start Data to process
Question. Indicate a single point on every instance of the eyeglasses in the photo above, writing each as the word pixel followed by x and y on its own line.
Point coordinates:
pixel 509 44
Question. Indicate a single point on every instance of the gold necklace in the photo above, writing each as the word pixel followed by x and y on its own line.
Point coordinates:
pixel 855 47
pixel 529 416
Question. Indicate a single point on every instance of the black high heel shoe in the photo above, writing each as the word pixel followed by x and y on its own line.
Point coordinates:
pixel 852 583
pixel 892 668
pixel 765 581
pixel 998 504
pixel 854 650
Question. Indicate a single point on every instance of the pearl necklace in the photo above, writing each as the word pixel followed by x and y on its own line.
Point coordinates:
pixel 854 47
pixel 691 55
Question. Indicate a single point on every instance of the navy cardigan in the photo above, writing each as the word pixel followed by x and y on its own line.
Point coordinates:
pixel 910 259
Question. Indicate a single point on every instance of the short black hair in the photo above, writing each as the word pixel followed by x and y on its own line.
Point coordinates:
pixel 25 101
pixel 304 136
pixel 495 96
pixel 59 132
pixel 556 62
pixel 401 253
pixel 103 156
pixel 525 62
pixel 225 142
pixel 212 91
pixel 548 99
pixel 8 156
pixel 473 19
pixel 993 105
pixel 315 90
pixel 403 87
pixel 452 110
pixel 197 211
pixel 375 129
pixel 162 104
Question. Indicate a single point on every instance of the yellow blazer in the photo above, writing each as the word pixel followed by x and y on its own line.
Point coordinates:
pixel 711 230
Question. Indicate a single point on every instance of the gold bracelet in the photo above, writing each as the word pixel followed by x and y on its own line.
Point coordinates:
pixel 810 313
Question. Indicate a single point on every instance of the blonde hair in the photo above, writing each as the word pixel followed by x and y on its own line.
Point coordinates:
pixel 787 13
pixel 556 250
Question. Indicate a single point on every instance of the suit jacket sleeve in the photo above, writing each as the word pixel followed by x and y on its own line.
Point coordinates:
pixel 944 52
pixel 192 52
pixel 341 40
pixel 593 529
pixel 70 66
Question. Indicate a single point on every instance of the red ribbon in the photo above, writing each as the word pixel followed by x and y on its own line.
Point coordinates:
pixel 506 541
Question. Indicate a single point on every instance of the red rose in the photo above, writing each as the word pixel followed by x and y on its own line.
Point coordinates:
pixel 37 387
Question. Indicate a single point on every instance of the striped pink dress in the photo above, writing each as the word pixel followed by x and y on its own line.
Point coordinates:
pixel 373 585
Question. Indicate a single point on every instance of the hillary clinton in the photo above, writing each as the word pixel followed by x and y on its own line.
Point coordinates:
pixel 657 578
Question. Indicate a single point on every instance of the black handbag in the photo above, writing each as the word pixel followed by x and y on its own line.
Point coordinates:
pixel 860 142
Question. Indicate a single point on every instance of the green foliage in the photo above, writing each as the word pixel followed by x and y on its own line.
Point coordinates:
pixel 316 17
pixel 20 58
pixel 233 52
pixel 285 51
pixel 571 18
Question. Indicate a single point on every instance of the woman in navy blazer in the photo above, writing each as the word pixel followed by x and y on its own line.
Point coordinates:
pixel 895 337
end Data to process
__Task to carry out__: Output the full listing exactly as it stands.

__Exercise output__:
Question. Indicate a single point on every instance of the eyeglasses in the photo above, writing each as the word pixel followed by x and y on its own line.
Point coordinates:
pixel 509 44
Question. Indicate a single point on every instance of the gold necklace in the photo above, writing each as the word pixel followed by x and y on its own line.
Point coordinates:
pixel 855 47
pixel 529 416
Question. Indicate a single point on every instance of the black high heel shoe in the photo above, writing each as the word pixel followed by x and y on its own line.
Point coordinates:
pixel 852 583
pixel 892 668
pixel 765 581
pixel 998 504
pixel 854 650
Question. Indicate a single point on every instance of the pearl necklace in the photo above, writing each as the word pixel followed by x and y on its own line.
Point coordinates:
pixel 854 47
pixel 691 55
Question. Indicate a single point on every instance of the navy cardigan in the photo above, writing each as the word pixel followed by x and y on its own line.
Point coordinates:
pixel 910 259
Question. Indicate a single point on every instance of the short black hair in the photo above, writing each as the word pixel followed by x and y on its own line.
Point coordinates:
pixel 25 101
pixel 304 136
pixel 495 96
pixel 59 132
pixel 556 62
pixel 401 253
pixel 103 156
pixel 525 62
pixel 225 142
pixel 212 91
pixel 548 99
pixel 8 156
pixel 473 19
pixel 993 105
pixel 315 90
pixel 403 87
pixel 452 110
pixel 197 211
pixel 375 129
pixel 162 104
Question. Indicate a single point on every instance of the yellow blazer in the photo above, writing each as the word pixel followed by x and y on its own line.
Point coordinates:
pixel 711 230
Question. Indicate a single point on every instance of the gold bracelet in the photo above, writing each as the word pixel followed by x and y on its own line.
Point coordinates:
pixel 810 313
Question. Indicate a single point on every instance of the blonde hair in the photo above, writing each as the word pixel followed by x and y on its own line.
Point coordinates:
pixel 787 13
pixel 556 250
Question. Indicate a single point on every instance of the suit jacket sleeve in the photo above, writing each as the word pixel followed by x and y on its own line.
Point coordinates:
pixel 944 52
pixel 192 52
pixel 341 40
pixel 593 529
pixel 70 66
Question. Indicate a single point on every instance of the red ribbon in the photo above, writing each as the word pixel followed by x and y on its own line.
Point coordinates:
pixel 506 541
Question. Indicate a single point on every instance of the red rose in the photo above, writing each as the word pixel followed by x and y on its own line.
Point coordinates:
pixel 37 387
Question. Indicate a single point on every instance of the striped pink dress in the photo above, writing each as the word pixel followed by x and y on its own line.
Point coordinates:
pixel 373 585
Question. Indicate a single point on every instance of the hillary clinton in the photo above, writing each as the word pixel followed by x and y on its own line.
Point coordinates:
pixel 657 578
Question. Indicate a single point on every instance of the black handbag in the photo above, writing each as the word pixel followed by x and y on its own line.
Point coordinates:
pixel 860 142
Question. Indicate a single point on every instance of the green foliage in the photo above, writing each as the word pixel followed by x and y on its own line.
Point coordinates:
pixel 316 17
pixel 20 58
pixel 233 52
pixel 285 51
pixel 571 18
Question. Indicate a single point on every instance of the woman in navy blazer in the photo above, writing each as the word pixel followed by x and y on its own line.
Point coordinates:
pixel 895 337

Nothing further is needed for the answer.